→ **Work instruction**: This exercise asks for every line of the material that contains the word "below".
The records Start Marker
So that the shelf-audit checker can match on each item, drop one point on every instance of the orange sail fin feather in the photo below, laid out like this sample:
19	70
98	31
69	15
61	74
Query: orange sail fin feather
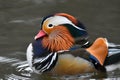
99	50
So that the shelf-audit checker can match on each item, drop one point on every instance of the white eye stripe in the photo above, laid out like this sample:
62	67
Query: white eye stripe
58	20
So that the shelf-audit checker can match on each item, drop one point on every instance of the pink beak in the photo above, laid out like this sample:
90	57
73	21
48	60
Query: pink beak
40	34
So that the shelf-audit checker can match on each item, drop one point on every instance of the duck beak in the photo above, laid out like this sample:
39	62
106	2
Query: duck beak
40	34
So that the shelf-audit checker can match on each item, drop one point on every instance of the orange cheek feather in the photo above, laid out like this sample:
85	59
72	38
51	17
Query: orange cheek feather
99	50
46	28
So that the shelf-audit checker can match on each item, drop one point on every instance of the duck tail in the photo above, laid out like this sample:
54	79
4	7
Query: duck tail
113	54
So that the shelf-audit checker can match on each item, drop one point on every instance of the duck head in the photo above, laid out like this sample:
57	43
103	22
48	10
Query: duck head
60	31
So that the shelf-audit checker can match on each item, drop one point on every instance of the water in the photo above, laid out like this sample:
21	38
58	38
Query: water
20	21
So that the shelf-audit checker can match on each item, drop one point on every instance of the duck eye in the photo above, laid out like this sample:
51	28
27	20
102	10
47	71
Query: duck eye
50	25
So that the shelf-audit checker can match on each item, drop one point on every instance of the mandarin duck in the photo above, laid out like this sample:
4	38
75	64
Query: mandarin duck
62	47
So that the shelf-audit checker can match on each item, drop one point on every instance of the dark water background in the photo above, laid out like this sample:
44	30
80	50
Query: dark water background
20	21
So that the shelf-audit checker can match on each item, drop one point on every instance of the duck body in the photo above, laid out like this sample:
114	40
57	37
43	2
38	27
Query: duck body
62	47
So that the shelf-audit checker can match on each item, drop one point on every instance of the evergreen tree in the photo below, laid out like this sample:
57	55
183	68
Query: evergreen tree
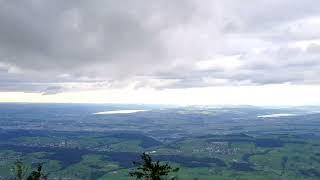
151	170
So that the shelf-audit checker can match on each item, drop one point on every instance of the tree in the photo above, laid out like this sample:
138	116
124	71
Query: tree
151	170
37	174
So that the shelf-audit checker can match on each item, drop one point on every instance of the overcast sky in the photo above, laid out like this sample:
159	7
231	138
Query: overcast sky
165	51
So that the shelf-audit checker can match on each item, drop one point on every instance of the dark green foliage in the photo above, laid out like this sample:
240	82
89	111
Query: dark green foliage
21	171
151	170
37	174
The records End Marker
The records Start Marker
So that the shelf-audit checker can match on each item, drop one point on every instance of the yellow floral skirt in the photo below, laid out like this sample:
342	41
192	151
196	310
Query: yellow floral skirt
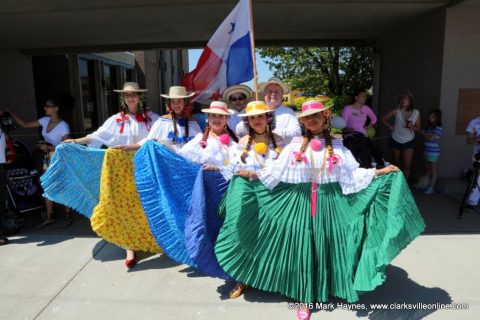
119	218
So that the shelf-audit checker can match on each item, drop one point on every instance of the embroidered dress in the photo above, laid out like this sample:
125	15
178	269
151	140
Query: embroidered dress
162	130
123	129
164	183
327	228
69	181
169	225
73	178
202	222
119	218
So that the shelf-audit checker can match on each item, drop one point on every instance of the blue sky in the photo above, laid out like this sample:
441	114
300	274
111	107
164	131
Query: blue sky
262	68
The records End Marker
The records Start Marker
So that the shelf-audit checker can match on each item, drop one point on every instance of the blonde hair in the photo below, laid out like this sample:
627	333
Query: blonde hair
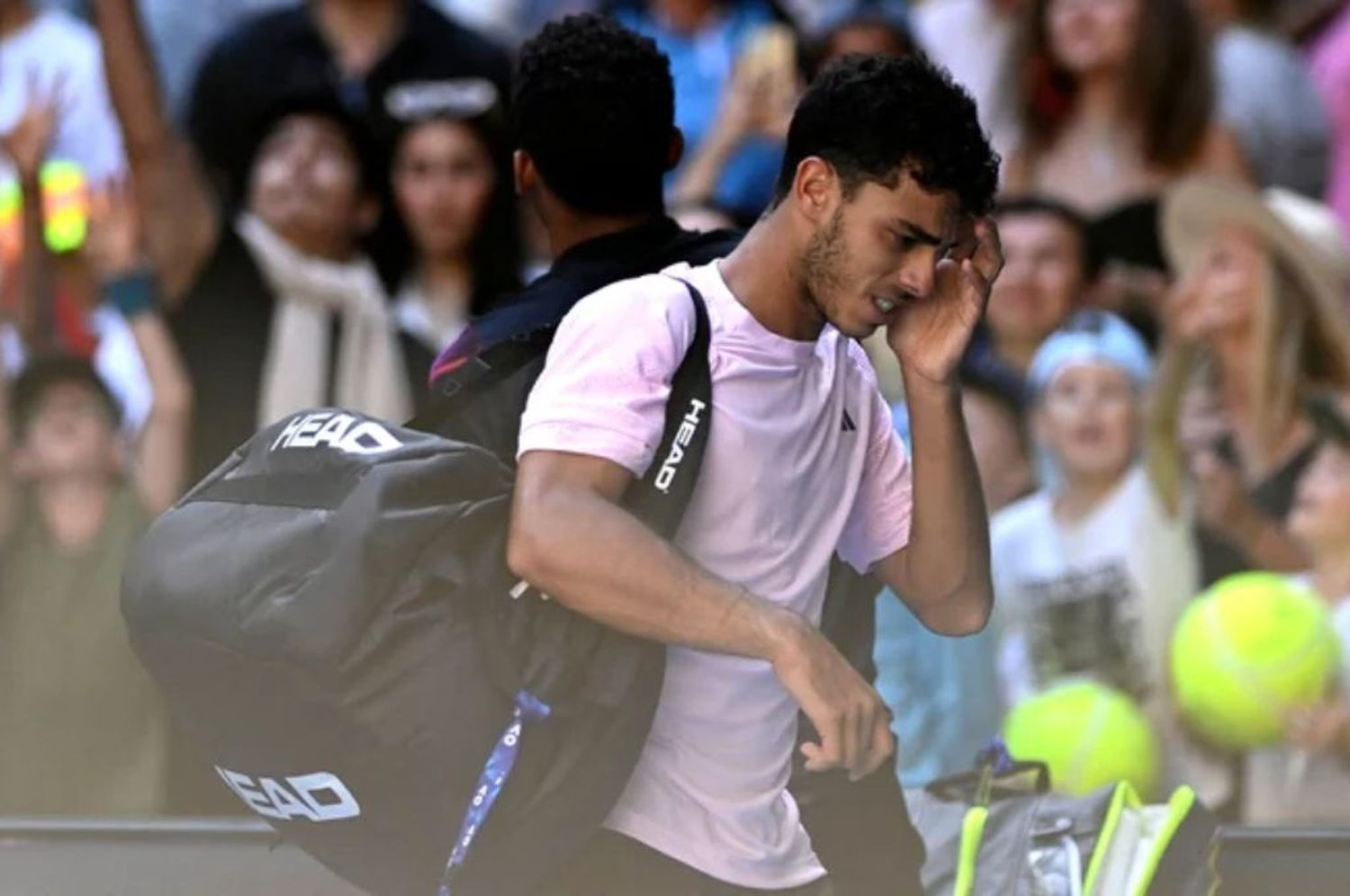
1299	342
The records End Marker
→ **Written solution**:
So that the shelf-audit checker can match on each item, drop one point on every instance of the orange sail fin feather in the photo below, laid out like this sample:
So that the shelf-audit checker can match on each item, drop one point on every instance of the evergreen tree in the photo below, laid out like this sample:
So that the shelf-audit checker can match on each item, drop one point on every instance of the yellow floral skirt in the photo below, laid out like this sample:
So that the shelf-audit checker can match on each item, drop one point on every instance of the blonde hair in the photo below, laid out like this sample:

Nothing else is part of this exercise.